■ **Directions for this task**
Without including any pictures, write out the listing below exactly.

[Point-based annotation data]
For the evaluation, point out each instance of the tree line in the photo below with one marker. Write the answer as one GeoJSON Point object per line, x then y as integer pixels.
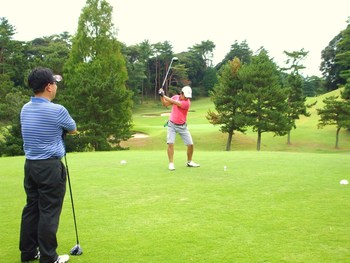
{"type": "Point", "coordinates": [104, 78]}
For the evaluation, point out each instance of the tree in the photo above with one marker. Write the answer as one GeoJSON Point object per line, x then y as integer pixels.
{"type": "Point", "coordinates": [335, 61]}
{"type": "Point", "coordinates": [342, 56]}
{"type": "Point", "coordinates": [13, 61]}
{"type": "Point", "coordinates": [229, 99]}
{"type": "Point", "coordinates": [239, 50]}
{"type": "Point", "coordinates": [95, 76]}
{"type": "Point", "coordinates": [335, 112]}
{"type": "Point", "coordinates": [268, 108]}
{"type": "Point", "coordinates": [205, 50]}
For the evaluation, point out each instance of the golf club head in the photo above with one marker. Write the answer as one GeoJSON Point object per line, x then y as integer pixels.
{"type": "Point", "coordinates": [76, 250]}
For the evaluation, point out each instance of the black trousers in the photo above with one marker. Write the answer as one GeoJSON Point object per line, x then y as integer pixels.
{"type": "Point", "coordinates": [45, 187]}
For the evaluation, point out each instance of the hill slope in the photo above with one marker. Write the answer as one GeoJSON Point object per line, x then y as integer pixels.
{"type": "Point", "coordinates": [150, 118]}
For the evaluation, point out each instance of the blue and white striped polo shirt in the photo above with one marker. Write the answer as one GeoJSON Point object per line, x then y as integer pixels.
{"type": "Point", "coordinates": [42, 124]}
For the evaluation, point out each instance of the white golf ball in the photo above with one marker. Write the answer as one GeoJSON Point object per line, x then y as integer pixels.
{"type": "Point", "coordinates": [344, 181]}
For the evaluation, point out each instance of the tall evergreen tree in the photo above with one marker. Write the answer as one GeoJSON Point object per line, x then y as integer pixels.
{"type": "Point", "coordinates": [268, 100]}
{"type": "Point", "coordinates": [343, 55]}
{"type": "Point", "coordinates": [95, 76]}
{"type": "Point", "coordinates": [335, 112]}
{"type": "Point", "coordinates": [229, 100]}
{"type": "Point", "coordinates": [294, 82]}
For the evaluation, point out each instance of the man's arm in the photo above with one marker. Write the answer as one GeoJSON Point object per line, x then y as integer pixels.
{"type": "Point", "coordinates": [166, 101]}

■ **Answer to the problem**
For the evaluation, point out each instance of the tree line in the photo below with one marker. Write the answer as one GeoJSON Point object per line, x then y as integer pixels.
{"type": "Point", "coordinates": [104, 78]}
For the evaluation, point out each instance of the tree in the photo above with one marker. Write the answer as one GeoJSON Point object per line, x then y as integer pixels.
{"type": "Point", "coordinates": [335, 61]}
{"type": "Point", "coordinates": [342, 56]}
{"type": "Point", "coordinates": [13, 61]}
{"type": "Point", "coordinates": [229, 99]}
{"type": "Point", "coordinates": [239, 50]}
{"type": "Point", "coordinates": [95, 76]}
{"type": "Point", "coordinates": [335, 112]}
{"type": "Point", "coordinates": [268, 108]}
{"type": "Point", "coordinates": [205, 50]}
For the evaluation, point out each instance of the golf club head in the photo above with one marker. Write the answer as one GeoJSON Point object per line, x then y as integer pixels.
{"type": "Point", "coordinates": [76, 250]}
For the evaluation, point out each instance of the black trousers in the photo above with one marker. Write the answer as one GeoJSON Point object per line, x then y as integer pixels.
{"type": "Point", "coordinates": [45, 187]}
For the evaluation, point out each instance of the hill slope in the photo above with one marker. Write the answer as one GeoJSON Point object per line, x then y as integer pixels.
{"type": "Point", "coordinates": [150, 118]}
For the evaluation, point out each instance of the blue and white striped polo shirt in the photo above with one marker. Write the answer as one GeoJSON Point object per line, x then y as integer pixels.
{"type": "Point", "coordinates": [42, 124]}
For the evaluation, point out each instance of the white golf ball in the photo above with one marker. Write the answer as one GeoJSON Point object per line, x then y as integer pixels.
{"type": "Point", "coordinates": [344, 181]}
For the evaluation, point out each instance of the tall evergreen tree in the photo above with one marker. Write the answer as one GeoJSON Point object per line, x then y as integer pixels.
{"type": "Point", "coordinates": [268, 100]}
{"type": "Point", "coordinates": [343, 55]}
{"type": "Point", "coordinates": [95, 76]}
{"type": "Point", "coordinates": [335, 112]}
{"type": "Point", "coordinates": [229, 100]}
{"type": "Point", "coordinates": [294, 82]}
For the evaluation, point out each instance of the man's arm in the photo above with one marker. Write the answer as one GeoJSON Point object per line, x then y as integer pixels.
{"type": "Point", "coordinates": [166, 101]}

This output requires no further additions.